= Short task =
Answer the following questions using the film review below:
1. Who directed The High Note?
2. What offer to headline a show is Grace Davis weighing as the easy road?
3. Who wrote the screenplay?

= Text provided =
━━━━━━━━━━━━━━━━━━━━
Nisha Ganatra’s The High Note is ostensibly about the virtues of taking risks in art-making, of sacrificing the comforts of coasting on past successes for the hard-won rewards of creating something new. And yet the film itself is as formulaic as they come, an agglomeration of soap-operatic story beats and music-industry clichés whose low-key tone may be an attempt at channeling the naturalism of Bradley Cooper’s A Star Is Born but comes off instead as tentative, as if Ganatra were afraid of really leaning into the big, unruly emotions simmering beneath The High Note’s placid surface.

At the heart of the film is the ambition and self-doubt of Maggie Sherwood (Dakota Johnson), a personal assistant who dreams of producing records, and her boss, Grace Davis (Tracee Ellis Ross), a Diana Ross-like diva facing a crossroads in her career. Grace is deciding whether she wants to risk her legacy by releasing a new album or take the easy road by accepting an offer to headline her own show at Caesars Palace. Her longtime manager (Ice Cube) presses her to cash out with the Vegas residency, but Maggie encourages her—as much as she can, given her relatively junior position—to make some new music. Meanwhile, Maggie covertly produces her own mixes of Grace’s live recordings in the hopes that she can convince Grace to hire her instead of a slick EDM producer (Diplo, playing an air-headed version of himself) who wants to bury her soulful pipes under layers of Auto-Tune and pounding beats.

Flora Greeson’s screenplay is peppered with some clear-eyed wisdom about the entertainment world, such as its observations about the way that so much of the music industry is based around managing artists’ deep-seated insecurities. The characters’ occasional speechifying about the difficult position that women in music often face is on point, if a bit perfunctory, but more incisively, it’s used to subtly suggest the way that these very real obstacles can be used as scapegoats by people, like Grace, who are afraid to simply put themselves out there. But these brief moments of insight are largely overridden by the film’s weak-kneed plotting, repetitiveness, and corny contrivances. Practically every conflict the film raises is resolved just a few scenes later. The film never allows its characters to do anything cruel or mean or misguided without almost immediately absolving them of responsibility.
━━━━━━━━━━━━━━━━━━━━
[Data entries]
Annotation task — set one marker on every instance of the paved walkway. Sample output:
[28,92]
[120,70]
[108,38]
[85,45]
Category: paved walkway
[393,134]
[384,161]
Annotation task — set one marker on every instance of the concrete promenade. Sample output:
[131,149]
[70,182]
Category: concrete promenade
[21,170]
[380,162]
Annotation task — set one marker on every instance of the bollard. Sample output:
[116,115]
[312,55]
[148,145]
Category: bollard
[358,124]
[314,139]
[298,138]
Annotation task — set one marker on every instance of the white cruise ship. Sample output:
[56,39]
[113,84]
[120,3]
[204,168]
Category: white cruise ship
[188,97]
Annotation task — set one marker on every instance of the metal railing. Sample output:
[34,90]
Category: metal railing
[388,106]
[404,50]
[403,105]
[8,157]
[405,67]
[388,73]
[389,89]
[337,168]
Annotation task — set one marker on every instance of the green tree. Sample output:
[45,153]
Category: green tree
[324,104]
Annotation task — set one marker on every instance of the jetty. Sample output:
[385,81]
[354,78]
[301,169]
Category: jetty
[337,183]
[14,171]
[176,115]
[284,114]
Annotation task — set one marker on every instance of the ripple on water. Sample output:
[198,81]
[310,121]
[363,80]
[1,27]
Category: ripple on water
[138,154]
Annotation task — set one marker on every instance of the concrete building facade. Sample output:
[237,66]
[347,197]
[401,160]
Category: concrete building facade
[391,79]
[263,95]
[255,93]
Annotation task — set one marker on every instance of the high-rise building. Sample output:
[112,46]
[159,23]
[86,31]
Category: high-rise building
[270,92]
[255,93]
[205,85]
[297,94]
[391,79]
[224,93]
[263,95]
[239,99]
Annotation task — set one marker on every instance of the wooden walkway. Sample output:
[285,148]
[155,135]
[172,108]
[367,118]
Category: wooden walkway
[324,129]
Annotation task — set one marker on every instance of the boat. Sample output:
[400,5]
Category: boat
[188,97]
━━━━━━━━━━━━━━━━━━━━
= Worked answer =
1. Nisha Ganatra
2. An offer to headline her own show at Caesars Palace
3. Flora Greeson